Dejé el libro. Lo dejé agónico una mañana y al día siguiente ya era cadáver. Lo dejé morir mientras imaginaba la cara de Miguel Serrano Larraz en Valencia, Venezuela, una noche de confesiones y lecturas nerviosas. Imaginé la radiografía —o tomografía— de la portada y me deshice bajo el calor de estas horas de octubre.

Convertida la imagen en polvo cósmico, regresé a Órbita (Editorial Candaya, Barcelona, España, marzo de 2009) y vacilé. Ya me había consumido 174 páginas. Volví a dejarlo, materia insepulta, sobre la mesa que orbita alrededor de varios tomos que esperan la visita de quien esto rasguña.

Y me até a unas declaraciones del autor: “Cada individuo es como un cuerpo celeste. Cada amigo, cada miembro de mi familia, es como un satélite que gira a nuestro alrededor...”.

Ciertamente, se trata de nueve relatos que dan vueltas alrededor de un tema. Se trata de nueve relatos que se recogen y vuelven a expandirse, como unos asteroides que buscan estrellarse en algún lugar, pero no lo logran. Entonces, se mueven sin descanso frente a la boca de un hueco negro, hasta que se esfuman.

El libro, sucio de realidad, me advierte a través de un muy realista Miguel Serrano Larraz:

—El tema central es la pérdida de la inocencia, el momento en que nos damos cuenta de que vamos a morir. Es el retrato de mis heridas y de mis alegrías.

Mientras repaso el eco de estas palabras, imagino a Serrano Larraz en Zaragoza —bajo el alero de un edificio— en búsqueda de algún contemporáneo de los años 90 o de alguien de décadas anteriores para convertirlo en sus heridas y alegrías.

 

2

Esta lectura de Órbita se me hace el relato de un “vacío insalvable”. Aquí respiro y abro los ojos mientras Samuel Soriano (“Órbita”) declara tener 14 años y no querer morirse nunca. ¿Pérdida de la inocencia o la revelación de que la eternidad no está en una carta ni en los números finales de un problema de álgebra? Las motivaciones intelectuales de Soriano son el apresto de un Bernardo R., quien ha sido sometido a la gravedad de la insistencia de un joven que —al fin— ha dado con la cara de un personaje con quien ha tenido una relación lejana, epistolar, científica.

ENUNCIADO A.
Enumere todos los nombres de lugares geográficos que se mencionan en la reseña de Órbita.
ENUNCIADO B.
Copie textualmente el fragmento de la reseña de Órbita que va desde "Ciertamente, se trata" hasta "que se esfuman.".
Utilice únicamente la reseña de Órbita como fuente.

ENTRADAS DE DATOS.
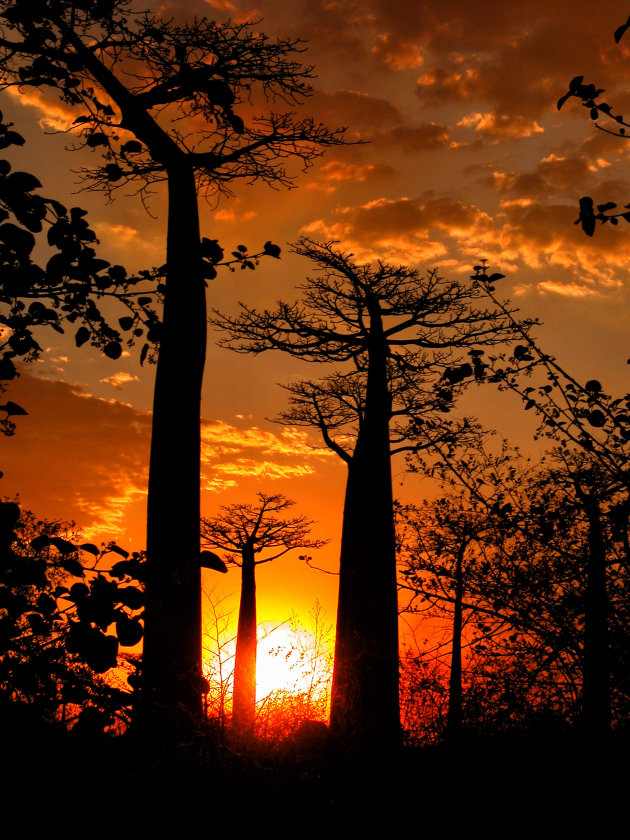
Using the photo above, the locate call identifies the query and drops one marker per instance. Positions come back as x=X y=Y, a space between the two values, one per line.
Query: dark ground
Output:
x=102 y=787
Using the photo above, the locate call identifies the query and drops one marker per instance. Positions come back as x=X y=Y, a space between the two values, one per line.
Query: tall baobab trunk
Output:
x=595 y=672
x=454 y=721
x=172 y=638
x=244 y=693
x=365 y=702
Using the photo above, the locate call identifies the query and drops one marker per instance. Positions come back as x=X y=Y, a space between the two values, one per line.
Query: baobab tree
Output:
x=245 y=531
x=400 y=333
x=161 y=101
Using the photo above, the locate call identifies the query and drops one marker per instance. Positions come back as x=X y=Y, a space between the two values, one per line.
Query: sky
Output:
x=466 y=157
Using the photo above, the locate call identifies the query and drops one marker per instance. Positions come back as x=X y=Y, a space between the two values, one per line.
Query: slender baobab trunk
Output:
x=595 y=672
x=365 y=702
x=244 y=693
x=454 y=721
x=172 y=638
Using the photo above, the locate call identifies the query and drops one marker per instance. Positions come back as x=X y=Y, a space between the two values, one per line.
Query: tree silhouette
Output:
x=399 y=333
x=611 y=123
x=557 y=573
x=68 y=288
x=442 y=541
x=248 y=530
x=54 y=644
x=135 y=79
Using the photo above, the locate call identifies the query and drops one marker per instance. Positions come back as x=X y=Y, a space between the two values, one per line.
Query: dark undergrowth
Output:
x=92 y=787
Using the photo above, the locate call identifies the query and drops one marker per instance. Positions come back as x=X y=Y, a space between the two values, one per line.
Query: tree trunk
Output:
x=595 y=673
x=365 y=703
x=244 y=693
x=172 y=638
x=454 y=721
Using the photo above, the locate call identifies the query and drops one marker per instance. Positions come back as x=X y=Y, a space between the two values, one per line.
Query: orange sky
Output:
x=467 y=158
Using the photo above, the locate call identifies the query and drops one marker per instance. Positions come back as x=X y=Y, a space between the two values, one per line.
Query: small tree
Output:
x=606 y=120
x=400 y=334
x=135 y=80
x=250 y=530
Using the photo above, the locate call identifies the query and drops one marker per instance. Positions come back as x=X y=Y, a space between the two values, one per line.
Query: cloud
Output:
x=77 y=457
x=119 y=380
x=335 y=173
x=413 y=139
x=500 y=126
x=360 y=111
x=404 y=229
x=94 y=454
x=554 y=174
x=55 y=115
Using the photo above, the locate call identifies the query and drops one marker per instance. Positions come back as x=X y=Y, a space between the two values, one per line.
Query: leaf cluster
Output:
x=58 y=636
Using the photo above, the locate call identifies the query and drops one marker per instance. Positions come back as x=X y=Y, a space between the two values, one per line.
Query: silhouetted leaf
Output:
x=17 y=238
x=131 y=147
x=97 y=139
x=271 y=250
x=596 y=418
x=7 y=369
x=117 y=550
x=131 y=596
x=128 y=630
x=113 y=172
x=90 y=548
x=22 y=182
x=82 y=335
x=72 y=566
x=12 y=408
x=209 y=560
x=593 y=386
x=621 y=30
x=11 y=138
x=113 y=350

RESPUESTA COMPLETA A.
Valencia, Venezuela, Barcelona, España, Zaragoza

RESPUESTA COMPLETA B.
Ciertamente, se trata de nueve relatos que dan vueltas alrededor de un tema. Se trata de nueve relatos que se recogen y vuelven a expandirse, como unos asteroides que buscan estrellarse en algún lugar, pero no lo logran. Entonces, se mueven sin descanso frente a la boca de un hueco negro, hasta que se esfuman.